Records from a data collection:
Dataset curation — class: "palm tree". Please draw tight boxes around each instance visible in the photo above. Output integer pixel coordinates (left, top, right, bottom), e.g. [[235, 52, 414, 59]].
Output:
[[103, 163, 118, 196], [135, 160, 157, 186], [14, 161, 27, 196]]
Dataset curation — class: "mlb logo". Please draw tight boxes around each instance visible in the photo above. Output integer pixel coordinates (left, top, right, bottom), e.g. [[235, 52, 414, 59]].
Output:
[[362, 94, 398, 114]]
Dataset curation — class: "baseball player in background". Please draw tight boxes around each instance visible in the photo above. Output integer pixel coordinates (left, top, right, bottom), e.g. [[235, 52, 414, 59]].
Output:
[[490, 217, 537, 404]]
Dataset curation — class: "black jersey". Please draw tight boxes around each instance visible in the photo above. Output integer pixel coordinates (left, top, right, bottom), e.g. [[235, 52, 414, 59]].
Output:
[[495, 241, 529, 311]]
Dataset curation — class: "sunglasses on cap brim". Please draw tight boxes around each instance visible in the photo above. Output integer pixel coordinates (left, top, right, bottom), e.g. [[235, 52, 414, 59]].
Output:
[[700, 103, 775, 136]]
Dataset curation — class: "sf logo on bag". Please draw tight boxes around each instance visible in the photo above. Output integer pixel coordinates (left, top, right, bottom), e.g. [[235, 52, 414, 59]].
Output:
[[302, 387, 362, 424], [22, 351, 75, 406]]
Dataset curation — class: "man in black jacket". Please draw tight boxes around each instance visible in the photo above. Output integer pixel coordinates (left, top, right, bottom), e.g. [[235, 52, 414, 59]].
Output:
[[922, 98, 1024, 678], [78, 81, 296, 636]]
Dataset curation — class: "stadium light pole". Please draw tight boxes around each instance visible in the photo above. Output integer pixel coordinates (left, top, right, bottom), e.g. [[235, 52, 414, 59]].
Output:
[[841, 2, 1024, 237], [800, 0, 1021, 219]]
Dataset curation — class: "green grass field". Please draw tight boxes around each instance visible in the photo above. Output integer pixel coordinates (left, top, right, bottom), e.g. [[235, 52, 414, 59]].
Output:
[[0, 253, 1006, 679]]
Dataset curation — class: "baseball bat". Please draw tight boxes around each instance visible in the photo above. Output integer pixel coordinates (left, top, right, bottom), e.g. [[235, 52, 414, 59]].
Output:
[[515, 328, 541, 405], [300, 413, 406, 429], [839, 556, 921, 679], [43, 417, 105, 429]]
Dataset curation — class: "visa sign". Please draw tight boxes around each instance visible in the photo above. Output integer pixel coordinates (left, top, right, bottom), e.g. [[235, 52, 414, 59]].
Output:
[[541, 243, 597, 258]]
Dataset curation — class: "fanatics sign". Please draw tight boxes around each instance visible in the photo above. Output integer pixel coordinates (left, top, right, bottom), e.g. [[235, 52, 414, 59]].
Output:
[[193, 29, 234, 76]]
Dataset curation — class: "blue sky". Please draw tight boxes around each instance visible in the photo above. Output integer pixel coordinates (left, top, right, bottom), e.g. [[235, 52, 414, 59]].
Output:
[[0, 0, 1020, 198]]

TASK INSTRUCTIONS:
Show every line of the entries above that contains the string "blue", copying each such line in full.

FULL ANSWER:
Dataset curation — class: "blue sky". Please draw tight boxes around each instance visible in the photo above. Output integer pixel coordinates (left, top, right, bottom), e.g. [[235, 52, 414, 59]].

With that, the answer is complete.